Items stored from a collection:
--- BEGIN ---

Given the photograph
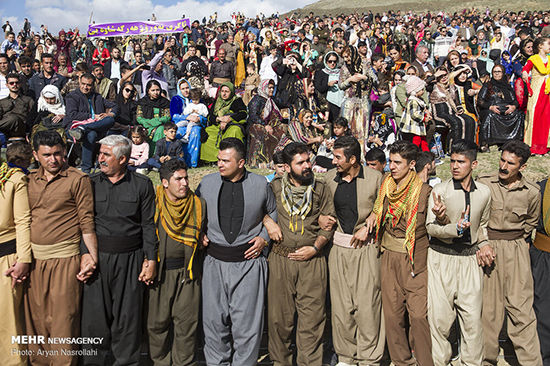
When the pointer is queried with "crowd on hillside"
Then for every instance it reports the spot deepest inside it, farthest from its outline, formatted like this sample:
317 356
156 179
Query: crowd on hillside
377 259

--- END ---

### YOUR GOAL
Lay out every line of the data above as a Markdown table with the columns "Row" and "Line," skipping blank lines and omitting the pictures.

### WRITTEN SOLUTION
| Row | Line |
|---|---|
| 1 | Given the photograph |
| 2 | When the pointer is queried with "crowd on hillside" |
| 3 | Then for every instance it reports the spot deepest inside it, farthest from its outline, formatted like this sample: |
| 4 | 317 356 |
| 5 | 156 179 |
| 6 | Query: crowd on hillside |
| 7 | 377 259 |